=== RECORDS SUPPLIED ===

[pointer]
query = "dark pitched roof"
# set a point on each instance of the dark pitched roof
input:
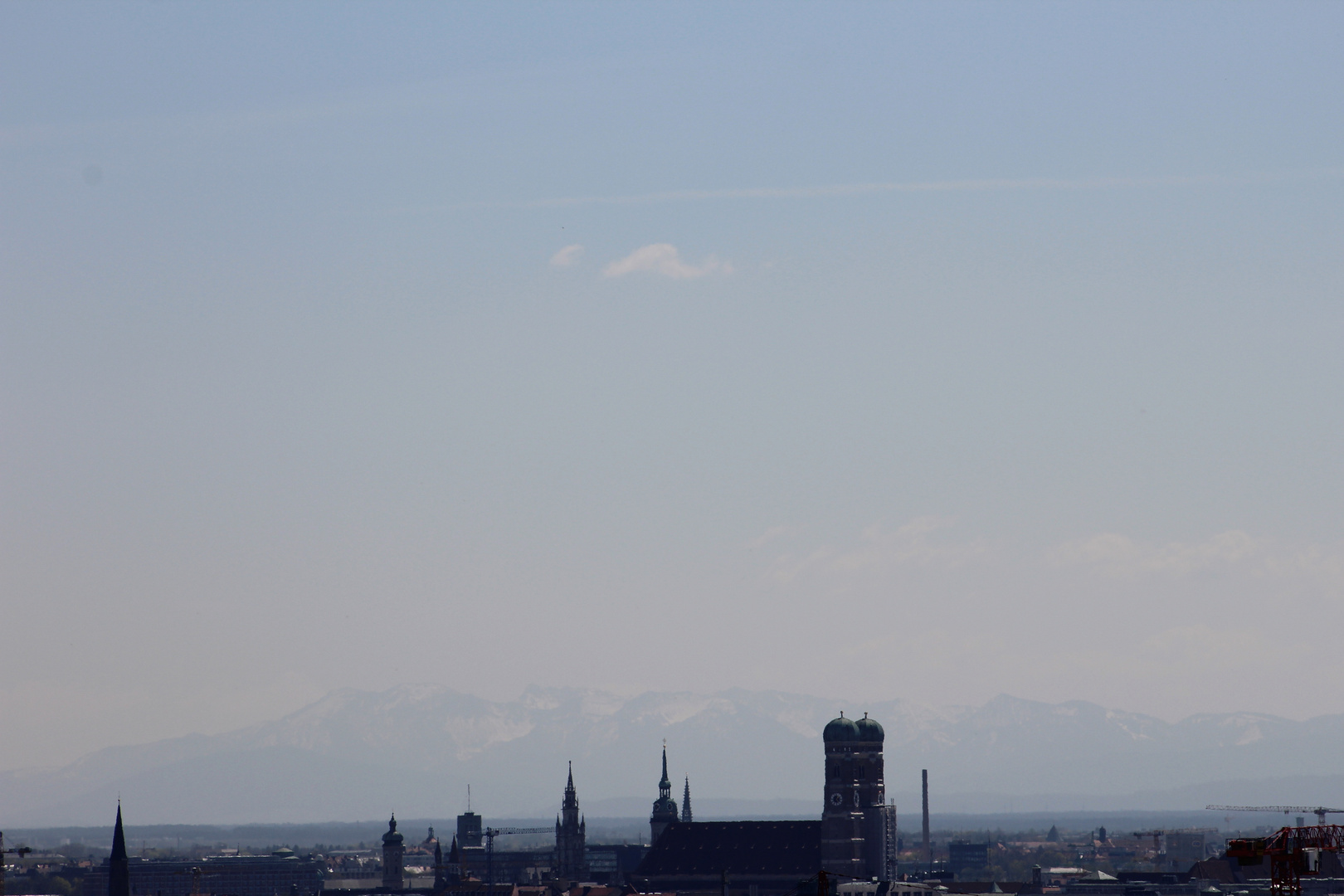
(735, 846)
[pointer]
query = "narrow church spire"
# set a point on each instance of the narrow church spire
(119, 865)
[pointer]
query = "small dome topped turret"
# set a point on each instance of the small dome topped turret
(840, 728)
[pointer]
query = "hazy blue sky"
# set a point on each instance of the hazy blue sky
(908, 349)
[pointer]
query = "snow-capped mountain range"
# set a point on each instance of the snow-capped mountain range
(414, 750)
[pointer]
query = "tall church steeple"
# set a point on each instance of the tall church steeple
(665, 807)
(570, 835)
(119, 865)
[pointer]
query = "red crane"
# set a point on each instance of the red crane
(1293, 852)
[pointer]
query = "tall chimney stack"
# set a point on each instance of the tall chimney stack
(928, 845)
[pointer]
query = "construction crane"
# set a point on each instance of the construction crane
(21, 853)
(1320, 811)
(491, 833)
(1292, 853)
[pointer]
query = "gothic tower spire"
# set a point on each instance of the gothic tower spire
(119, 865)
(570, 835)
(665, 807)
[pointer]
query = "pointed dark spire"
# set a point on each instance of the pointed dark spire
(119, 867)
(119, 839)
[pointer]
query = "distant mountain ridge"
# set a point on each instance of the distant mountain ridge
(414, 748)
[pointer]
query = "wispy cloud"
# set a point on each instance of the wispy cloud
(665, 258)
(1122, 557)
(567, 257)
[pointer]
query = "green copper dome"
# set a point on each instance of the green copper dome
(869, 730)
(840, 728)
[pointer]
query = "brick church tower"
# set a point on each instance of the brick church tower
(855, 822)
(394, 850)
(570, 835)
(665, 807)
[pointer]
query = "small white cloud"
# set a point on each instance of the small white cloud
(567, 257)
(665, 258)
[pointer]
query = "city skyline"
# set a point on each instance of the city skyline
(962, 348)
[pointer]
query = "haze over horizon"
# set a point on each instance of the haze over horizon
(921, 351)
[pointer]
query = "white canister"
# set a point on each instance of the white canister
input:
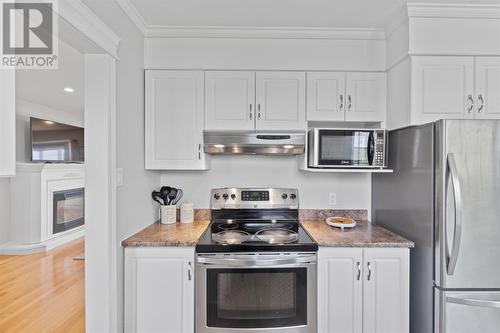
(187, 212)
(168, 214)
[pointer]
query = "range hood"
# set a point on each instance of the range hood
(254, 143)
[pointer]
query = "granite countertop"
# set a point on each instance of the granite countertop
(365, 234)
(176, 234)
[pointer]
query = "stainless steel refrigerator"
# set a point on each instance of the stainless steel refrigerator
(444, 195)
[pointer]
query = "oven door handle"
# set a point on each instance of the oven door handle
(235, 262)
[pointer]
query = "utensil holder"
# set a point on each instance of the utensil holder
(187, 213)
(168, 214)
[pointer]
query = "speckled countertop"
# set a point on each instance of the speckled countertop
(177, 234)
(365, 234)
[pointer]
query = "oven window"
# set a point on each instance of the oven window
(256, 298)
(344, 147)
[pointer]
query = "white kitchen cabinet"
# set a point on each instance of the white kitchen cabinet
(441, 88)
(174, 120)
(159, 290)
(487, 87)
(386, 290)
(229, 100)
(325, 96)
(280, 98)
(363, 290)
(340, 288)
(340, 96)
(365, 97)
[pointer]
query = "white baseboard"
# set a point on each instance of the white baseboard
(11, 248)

===
=== RECORDS SUPPLIED ===

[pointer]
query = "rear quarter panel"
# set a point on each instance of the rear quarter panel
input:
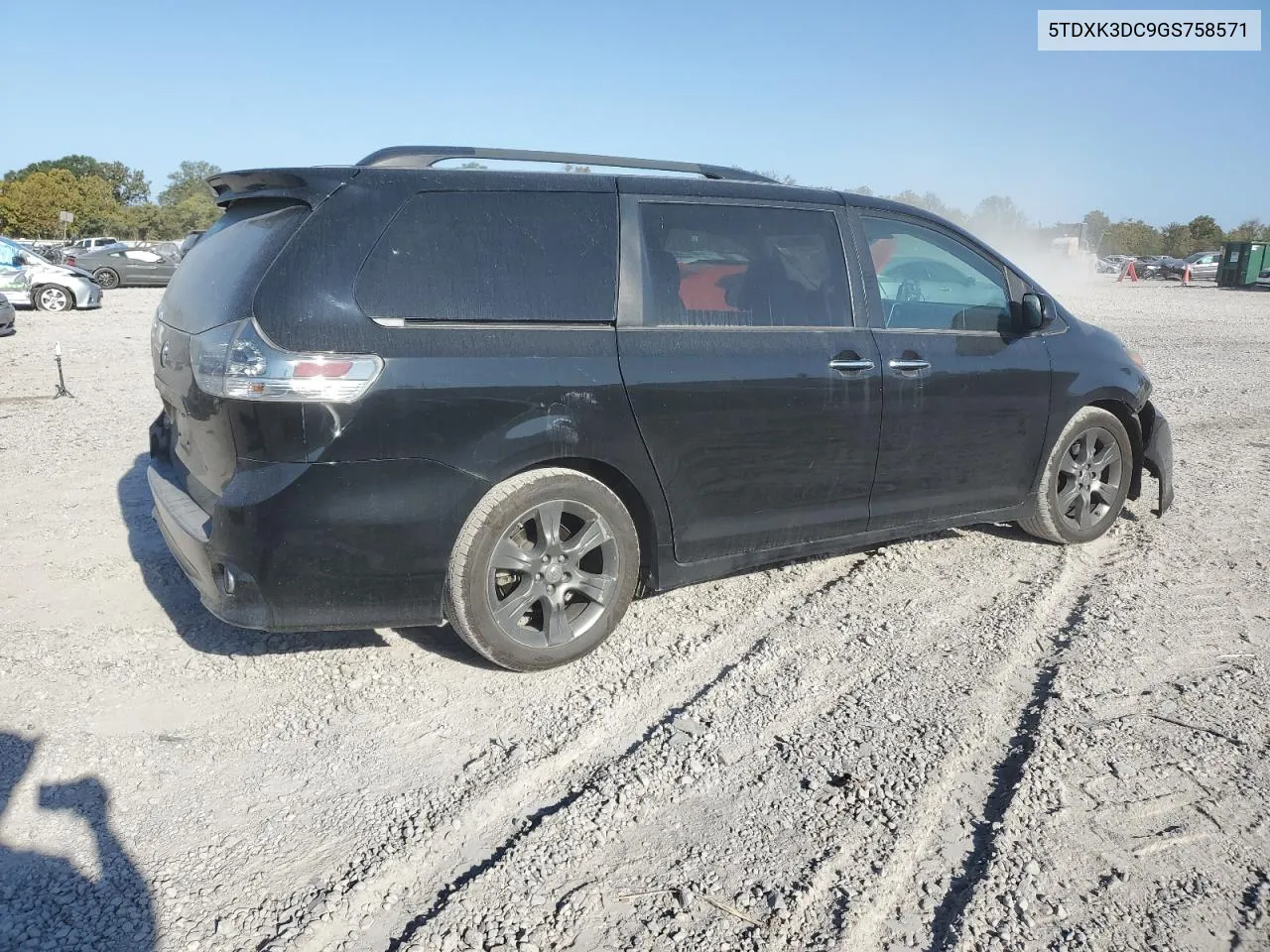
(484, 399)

===

Throughout the material above, find each line with "roof" and return it.

query = "dark pitched roof"
# set a point on each instance of the dark pitched roof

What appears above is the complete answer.